> [Exercise details]: What is needed is an exact copy of every entry below.
--- Data for this task ---
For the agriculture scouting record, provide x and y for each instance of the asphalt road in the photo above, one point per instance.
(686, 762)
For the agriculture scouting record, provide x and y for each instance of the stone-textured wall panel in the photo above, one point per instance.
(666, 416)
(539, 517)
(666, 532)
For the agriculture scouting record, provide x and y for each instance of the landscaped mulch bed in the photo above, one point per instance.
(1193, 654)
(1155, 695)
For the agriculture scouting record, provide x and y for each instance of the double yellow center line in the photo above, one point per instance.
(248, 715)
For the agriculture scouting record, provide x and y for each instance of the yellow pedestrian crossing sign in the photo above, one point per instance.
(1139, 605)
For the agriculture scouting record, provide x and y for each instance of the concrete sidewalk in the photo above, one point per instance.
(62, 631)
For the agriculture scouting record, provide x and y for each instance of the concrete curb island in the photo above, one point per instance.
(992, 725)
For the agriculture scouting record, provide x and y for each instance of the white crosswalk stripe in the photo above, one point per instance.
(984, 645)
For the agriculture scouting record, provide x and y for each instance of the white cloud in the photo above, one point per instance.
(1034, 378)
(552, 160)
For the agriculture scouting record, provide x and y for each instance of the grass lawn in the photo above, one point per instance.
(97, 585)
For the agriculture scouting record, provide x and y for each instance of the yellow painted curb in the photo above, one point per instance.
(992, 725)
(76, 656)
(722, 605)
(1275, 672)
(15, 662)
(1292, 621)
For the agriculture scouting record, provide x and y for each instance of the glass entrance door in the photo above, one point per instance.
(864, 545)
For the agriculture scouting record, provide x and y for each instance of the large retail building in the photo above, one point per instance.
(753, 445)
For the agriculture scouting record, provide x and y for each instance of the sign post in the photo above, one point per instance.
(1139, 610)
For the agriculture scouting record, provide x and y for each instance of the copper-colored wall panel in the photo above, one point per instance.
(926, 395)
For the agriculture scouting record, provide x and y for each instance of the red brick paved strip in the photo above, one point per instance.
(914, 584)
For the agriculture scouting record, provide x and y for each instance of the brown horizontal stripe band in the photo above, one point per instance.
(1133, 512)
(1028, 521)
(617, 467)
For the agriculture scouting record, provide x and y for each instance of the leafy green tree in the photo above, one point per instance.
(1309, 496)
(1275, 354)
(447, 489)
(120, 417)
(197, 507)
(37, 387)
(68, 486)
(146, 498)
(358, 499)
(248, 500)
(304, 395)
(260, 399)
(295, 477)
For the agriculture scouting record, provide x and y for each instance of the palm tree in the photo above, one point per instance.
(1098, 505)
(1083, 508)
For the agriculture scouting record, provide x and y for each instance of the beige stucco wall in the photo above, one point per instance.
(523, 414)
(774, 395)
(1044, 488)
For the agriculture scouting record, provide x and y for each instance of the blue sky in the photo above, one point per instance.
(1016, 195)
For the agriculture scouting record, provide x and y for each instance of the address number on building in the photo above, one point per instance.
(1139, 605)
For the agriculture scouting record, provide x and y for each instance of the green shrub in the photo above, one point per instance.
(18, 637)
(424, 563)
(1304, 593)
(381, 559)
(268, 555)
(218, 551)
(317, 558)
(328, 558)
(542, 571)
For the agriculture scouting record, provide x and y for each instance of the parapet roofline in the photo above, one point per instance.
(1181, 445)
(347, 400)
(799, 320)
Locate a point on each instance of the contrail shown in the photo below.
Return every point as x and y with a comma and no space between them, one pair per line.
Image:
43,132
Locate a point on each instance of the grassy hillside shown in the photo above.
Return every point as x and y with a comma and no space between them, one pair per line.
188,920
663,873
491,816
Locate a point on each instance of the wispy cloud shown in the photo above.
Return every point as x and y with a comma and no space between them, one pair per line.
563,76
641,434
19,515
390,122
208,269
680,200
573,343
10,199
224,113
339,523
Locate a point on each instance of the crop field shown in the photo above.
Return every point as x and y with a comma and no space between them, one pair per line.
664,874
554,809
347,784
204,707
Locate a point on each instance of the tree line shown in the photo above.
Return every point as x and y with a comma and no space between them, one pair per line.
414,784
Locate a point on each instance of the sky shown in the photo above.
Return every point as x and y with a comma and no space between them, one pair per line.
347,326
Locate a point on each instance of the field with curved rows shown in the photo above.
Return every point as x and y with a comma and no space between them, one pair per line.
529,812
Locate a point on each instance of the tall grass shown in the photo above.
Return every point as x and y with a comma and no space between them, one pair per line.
---
> [Exercise result]:
For the agriculture scouting record, provide x and y for each instance of the asphalt road in the photo above, one point per instance.
(686, 762)
For the agriculture scouting record, provide x and y for each instance of the stone-textured wall panel in the photo above, one point per instance.
(666, 416)
(539, 517)
(666, 532)
For the agriculture scouting record, provide x and y for each instance of the landscaped mulch bed in the photo above, one point per instance.
(1193, 654)
(1155, 695)
For the agriculture scouting record, provide x and y for each instance of the double yellow center line in the photo above, one point per instance.
(248, 715)
For the agriculture scouting record, provide x and y for each instance of the yellow pedestrian crossing sign in the photo above, one point per instance.
(1139, 605)
For the agriculture scouting record, provide x and y for each instance of the concrete sidewalk in the photo above, one point per instance.
(62, 631)
For the agriculture scouting record, provide x and y for each instance of the concrete curb island in the photo above, one point per instance.
(992, 725)
For the agriculture scouting record, provide x and y for each instance of the white crosswalk stripe in the photo above, one point per instance.
(984, 645)
For the agriculture scouting record, provide x and y for each instance of the white cloud in the photo above, one point per instance.
(1034, 378)
(552, 160)
For the agriculture scouting record, provide x and y for each instance of the grass lawn in the photo above, one point per instance.
(97, 585)
For the agriculture scouting record, provide x and y for each instance of the yellow painted curb in the photo above, one point per instance.
(992, 725)
(76, 656)
(722, 605)
(1275, 672)
(15, 662)
(1292, 621)
For the agriculture scouting record, provide x and y for each instance of the glass entrance door in the photo above, one point per instance.
(864, 545)
For the agriculture scouting record, provide x and y for each instance of the large retail building in the photo above, one point per instance.
(753, 445)
For the agriculture scouting record, provide x and y for each instance of the sign post in the photo above, one point per instance.
(1139, 610)
For the agriculture scouting record, provide x and y for each instance of the copper-colored wall panel in the photo above, one point per instance.
(926, 395)
For the agriculture scouting record, provide x and y for each instance of the red brick paved strip in the photo above, one point per instance.
(914, 584)
For the agriculture scouting record, provide x and y for each instance of the brown horizontal stripe band in the photo above, one point per instance.
(1133, 512)
(1028, 521)
(617, 467)
For the agriculture scouting record, provide x and y for each instance of the leafy green tree in the photo above, one point per instance.
(1309, 496)
(1275, 354)
(447, 489)
(120, 417)
(197, 507)
(37, 387)
(68, 486)
(146, 498)
(358, 499)
(248, 500)
(304, 395)
(260, 399)
(295, 477)
For the agriculture scouting record, provide x and y for each instance of the palm tree in the photo above, one point per instance.
(1098, 505)
(1083, 508)
For the agriculture scouting record, provide x and y for each instance of the beige stucco wall in the photo above, one point per instance.
(523, 414)
(774, 395)
(1044, 488)
For the agriculture scouting record, provide x and y for each instance of the blue sky in the photo above, one point per instance.
(1016, 195)
For the agriculture scouting record, provide x and y for each instance of the address number on building in the photo above, one point per instance.
(1139, 605)
For the agriculture scouting record, provide x and y for each instance of the green shrub in the photo above, one point per instance.
(18, 637)
(424, 563)
(1304, 593)
(381, 559)
(268, 555)
(218, 551)
(317, 558)
(328, 558)
(542, 571)
For the agriculture scouting record, provide x and y for each instance of the parapet roofline in the photo above, one point per instance.
(1181, 445)
(347, 400)
(799, 320)
Locate a point on each instance of the contrail shown in the photo below.
Return every point as x and y with a comma and no space between them, one pair per line.
Image:
43,132
Locate a point on each instance of the grassy hillside shown in the photo above.
Return every point as x and y with a comma and no space between them, one pair per line.
188,920
663,873
491,816
Locate a point on each instance of the wispy cloud shown in the photo above.
Return every point as x and y with a comma and no space between them, one pair per line.
563,76
641,434
19,515
390,122
208,269
680,200
573,343
10,199
224,113
339,523
Locate a point on each instance of the crop field shown in the photo above.
Return every point as x and y with a comma and no space between them, one pair per line.
664,874
554,809
347,784
204,707
Locate a point on each instance of the tree line shown in the photo above.
Return every point as x and y with a comma and no space between them, one pair per line.
414,784
Locate a point on each instance of the sky shown in the photo above.
Return every point as x and y with a comma and no space between them, one pair per line.
347,326
Locate a point on each instance of the field with curved rows shown in the photo above.
Return every point as x and y with a comma and no space between them, one pair per line.
529,812
Locate a point on each instance of the tall grass shown in the photo above.
Return every point as x and y with a comma and no space between them, one pair per line.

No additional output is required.